→ GIVEN INSTRUCTION 1
Answer these from the post on drafting a novel:
(a) What title has the writer given the novel?
(b) How many sheets were in the notebook used for the first draft?
(c) In what year did the writer complete the dissertation?

=====

If the common minimum novel length is about 50,000 words (as accepted by the good folks in NanoWriMo.org), then I finally hit that magic number around this past midnight, as Coldplay was singing in the New Year on Austin City Limits, my four-year old son was deep in slumber, and my younger sister had just retired for bed. (Oh, yes — I live in a house filled with PARTY ANIMALS, even on New Year’s Eve.)
This was my third draft of the novel that I’ve titled Angel Agonistes. The first draft, as I’ve mentioned in earlier posts, I wrote in longhand, using a regular ol’ #2 pencil with a nubby eraser, filling up a college-ruled spiral-bound notebook that had 70 sheets in it. I wrote front and back of each sheet, nearly filling up that entire notebook with my awful, tiny, spiky handwriting.
I was inspired to write fiction, after a very long hiatus, after watching Severus Snape’s death scene in Part 2 of Harry Potter and the Deathly Hallows. Alan Rickman’s performance of JK Rowling’s words inspired me to 1) reread HP7 and 2) begin brainstorming and outlining this story that had been knocking about in my head for nearly twenty years.
I would never have been able to write anything longer than 30 pages (my usual limit) if I hadn’t learned how to outline a long work — that is, my dissertation, which I completed back in 2006.

=====

→ GIVEN INSTRUCTION 2
In the records, substitute "central" for "innermost" in the lines starting with the line containing "Mark the innermost point of each instance of the tree line" and going on through the end of the records, then give those lines again with nothing else changed.

→ MATERIALS PROVIDED

=====

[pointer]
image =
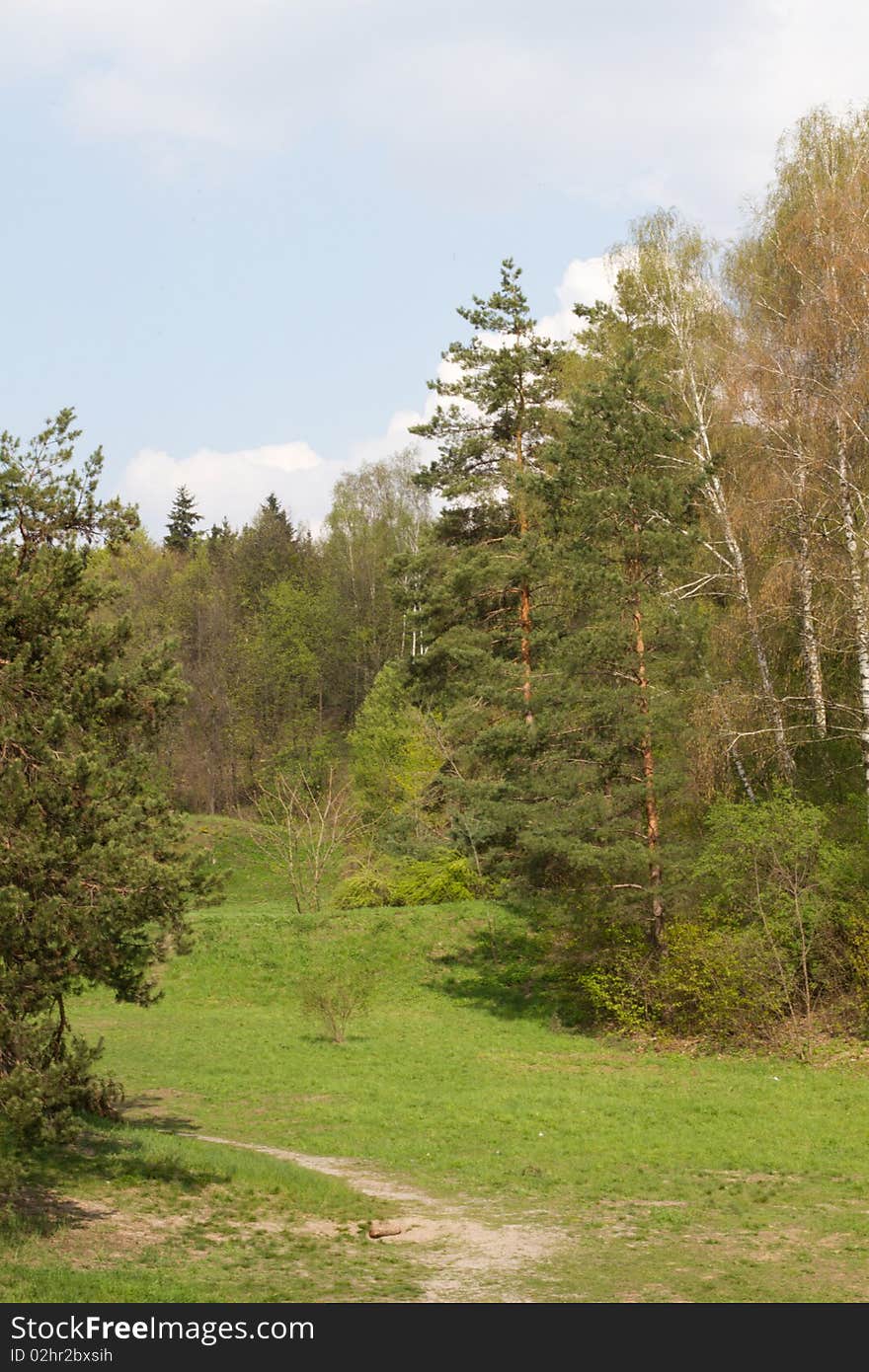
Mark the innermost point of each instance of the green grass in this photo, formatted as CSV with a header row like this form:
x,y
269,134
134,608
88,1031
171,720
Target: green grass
x,y
671,1176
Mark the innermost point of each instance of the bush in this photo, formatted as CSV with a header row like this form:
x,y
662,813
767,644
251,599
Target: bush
x,y
340,971
366,888
717,982
435,881
432,881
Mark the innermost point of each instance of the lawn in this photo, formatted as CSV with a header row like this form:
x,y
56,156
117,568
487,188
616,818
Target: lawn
x,y
615,1174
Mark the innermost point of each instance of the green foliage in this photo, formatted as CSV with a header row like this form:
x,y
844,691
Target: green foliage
x,y
722,984
94,882
340,970
393,755
183,519
365,889
438,879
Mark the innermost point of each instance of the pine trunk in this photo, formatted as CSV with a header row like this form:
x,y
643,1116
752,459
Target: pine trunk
x,y
653,822
859,602
524,590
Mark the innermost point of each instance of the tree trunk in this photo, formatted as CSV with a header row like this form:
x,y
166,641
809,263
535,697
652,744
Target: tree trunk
x,y
653,823
859,601
715,495
524,591
809,637
717,499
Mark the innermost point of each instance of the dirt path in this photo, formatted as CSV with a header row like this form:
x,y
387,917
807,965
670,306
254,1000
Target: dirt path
x,y
468,1257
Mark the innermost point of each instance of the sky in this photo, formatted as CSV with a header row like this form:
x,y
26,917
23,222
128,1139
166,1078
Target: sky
x,y
235,232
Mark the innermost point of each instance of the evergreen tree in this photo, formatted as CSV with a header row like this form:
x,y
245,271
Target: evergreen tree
x,y
622,503
92,879
183,517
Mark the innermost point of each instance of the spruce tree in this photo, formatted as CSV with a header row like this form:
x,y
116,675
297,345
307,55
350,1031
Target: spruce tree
x,y
92,878
183,517
492,439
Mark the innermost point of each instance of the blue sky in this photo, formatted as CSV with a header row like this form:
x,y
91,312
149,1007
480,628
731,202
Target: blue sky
x,y
235,231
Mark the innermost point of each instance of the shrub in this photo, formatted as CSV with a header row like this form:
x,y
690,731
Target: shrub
x,y
368,886
436,879
717,982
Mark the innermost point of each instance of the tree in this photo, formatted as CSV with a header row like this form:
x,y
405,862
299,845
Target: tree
x,y
801,278
94,882
672,284
503,386
183,517
622,498
375,530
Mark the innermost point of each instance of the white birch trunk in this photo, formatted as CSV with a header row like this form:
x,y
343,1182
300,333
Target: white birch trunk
x,y
809,637
859,602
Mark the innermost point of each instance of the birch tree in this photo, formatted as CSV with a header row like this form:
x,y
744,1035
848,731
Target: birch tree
x,y
672,283
808,269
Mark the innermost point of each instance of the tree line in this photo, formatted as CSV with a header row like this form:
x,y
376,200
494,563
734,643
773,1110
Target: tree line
x,y
605,656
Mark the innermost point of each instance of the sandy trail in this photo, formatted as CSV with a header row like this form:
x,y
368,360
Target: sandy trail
x,y
468,1256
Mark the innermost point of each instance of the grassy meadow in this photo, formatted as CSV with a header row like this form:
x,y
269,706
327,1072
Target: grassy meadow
x,y
540,1165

=====

→ EXERCISE SOLUTION 1
(a) Angel Agonistes
(b) 70
(c) 2006

→ EXERCISE SOLUTION 2
Mark the central point of each instance of the tree line in this photo, formatted as CSV with a header row like this form:
x,y
376,200
494,563
734,643
773,1110
Target: tree line
x,y
605,656
Mark the central point of each instance of the sandy trail in this photo, formatted as CSV with a header row like this form:
x,y
368,360
Target: sandy trail
x,y
468,1256
Mark the central point of each instance of the grassy meadow in this photo, formatted as CSV with a header row like this form:
x,y
269,706
327,1072
Target: grassy meadow
x,y
540,1165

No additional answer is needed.